What to produce
I'd like every record given again exactly, please.

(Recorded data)
╭──

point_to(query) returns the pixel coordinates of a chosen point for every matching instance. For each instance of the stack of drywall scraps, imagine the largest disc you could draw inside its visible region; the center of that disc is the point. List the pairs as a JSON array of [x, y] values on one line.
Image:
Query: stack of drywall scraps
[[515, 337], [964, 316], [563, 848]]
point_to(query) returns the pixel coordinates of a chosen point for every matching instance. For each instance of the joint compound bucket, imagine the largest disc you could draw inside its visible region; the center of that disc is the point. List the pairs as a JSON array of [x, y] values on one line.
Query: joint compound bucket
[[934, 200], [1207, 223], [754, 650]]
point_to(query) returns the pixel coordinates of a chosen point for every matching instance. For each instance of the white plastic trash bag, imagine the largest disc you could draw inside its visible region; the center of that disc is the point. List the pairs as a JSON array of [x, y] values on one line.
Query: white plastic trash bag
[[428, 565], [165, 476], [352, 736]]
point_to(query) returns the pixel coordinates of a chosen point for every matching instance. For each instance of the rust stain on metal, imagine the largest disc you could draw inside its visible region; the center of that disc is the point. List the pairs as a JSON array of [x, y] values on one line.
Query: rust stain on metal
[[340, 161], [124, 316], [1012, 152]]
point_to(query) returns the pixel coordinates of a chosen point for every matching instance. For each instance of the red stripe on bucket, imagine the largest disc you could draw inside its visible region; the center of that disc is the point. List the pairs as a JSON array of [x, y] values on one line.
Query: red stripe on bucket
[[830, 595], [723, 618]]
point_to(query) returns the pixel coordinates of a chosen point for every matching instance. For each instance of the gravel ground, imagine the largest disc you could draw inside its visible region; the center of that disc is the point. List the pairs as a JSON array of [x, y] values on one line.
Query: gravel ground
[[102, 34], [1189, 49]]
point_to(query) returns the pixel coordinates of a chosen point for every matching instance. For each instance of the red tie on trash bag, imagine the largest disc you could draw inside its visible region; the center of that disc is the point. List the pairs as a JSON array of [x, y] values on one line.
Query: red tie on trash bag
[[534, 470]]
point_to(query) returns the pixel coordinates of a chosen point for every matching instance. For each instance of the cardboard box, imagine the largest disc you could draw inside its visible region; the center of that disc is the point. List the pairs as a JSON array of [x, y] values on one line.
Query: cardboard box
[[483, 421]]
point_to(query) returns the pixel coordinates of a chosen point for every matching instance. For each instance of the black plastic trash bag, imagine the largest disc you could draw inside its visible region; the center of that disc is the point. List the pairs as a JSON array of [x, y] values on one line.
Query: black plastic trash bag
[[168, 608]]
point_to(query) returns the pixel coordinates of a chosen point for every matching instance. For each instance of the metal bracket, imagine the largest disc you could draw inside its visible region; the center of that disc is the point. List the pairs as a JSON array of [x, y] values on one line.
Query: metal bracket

╰──

Result
point_to(query) returns the pixel coordinates of a chosen point for every matching instance. For each instance of the stack of drywall scraps, imagine the largest disc you could draw inside its visible region; the center of that disc is the point. List the pairs as a JSON array of [x, y] values on one line.
Image:
Query: stack of drywall scraps
[[515, 337], [964, 316], [563, 848]]
point_to(query) returns the pixel coordinates of a chosen point for every matching instance. For each instance of the joint compound bucket, imagine the largest disc you could draw inside its visible region; the center of that disc is the point. List the pairs as a JSON array of [x, y] values on one line.
Query: joint compound bucket
[[934, 200], [1207, 223], [754, 650]]
point_to(query) returns the pixel coordinates of a chosen point for every matching instance. For each instance of the white plastic trash bag, imagine the largest disc you could draw inside its visible region; the center of that disc is the point. List the pairs as a JSON array of [x, y] values on one line.
Query: white plastic trash bag
[[428, 565], [165, 476], [352, 736]]
point_to(query) returns the pixel coordinates of a chosen point for every matching instance. For each instance of the rust stain on metal, imagine the largest disc you could draw inside its visible region; the center of that disc is the point. List the pairs as a JSON array of [x, y] values on one line.
Query: rust stain on metal
[[340, 161], [124, 316], [1012, 152]]
point_to(query) returns the pixel coordinates of a chosen point for every matching instance. For each instance of the red stripe on bucket, imagine the largest disc you could draw inside its visible region; the center of that disc is the point. List the pairs as a JSON array of [x, y] values on one line.
Query: red stripe on bucket
[[830, 595], [723, 618]]
point_to(query) returns the pixel coordinates of a chosen point for every matching instance. For each instance of the gravel ground, imagine the largest disc you could draw inside its visible region; the center of that disc is the point. List the pairs as a JSON array of [x, y] values on one line.
Query: gravel ground
[[102, 34], [1189, 49]]
point_to(query) returns the pixel coordinates of a chosen point for every matching instance. For each instance of the red tie on trash bag, imagine the largest disc you could draw inside its visible region; the center of that disc is the point. List the pairs as a JSON array of [x, y] values on one line.
Query: red tie on trash bag
[[534, 470]]
point_to(query) returns the pixel coordinates of a chosen point for every matching instance. For each instance of the cardboard box, imagine the largest disc you could draw inside its visible region; the center of that disc is the point. List the pairs as a JSON array of [x, y] values on one line.
Query: cardboard box
[[483, 421]]
point_to(query) returns the pixel coordinates of a chosen point for every matching instance. For each instance of the black plastic trash bag, imagine the largest disc you could draw inside its visible region; the center of that disc is the point. List the pairs as a JSON array of [x, y] values on one line.
Query: black plastic trash bag
[[168, 608]]
point_to(query) returns the pixel coordinates of a chosen point for every matching instance. For each instance of the metal bracket, imagine the largest disc you could draw inside its visible region; the center of that disc is the point. List the pairs as a JSON array of [x, y] values on one line.
Query: metal bracket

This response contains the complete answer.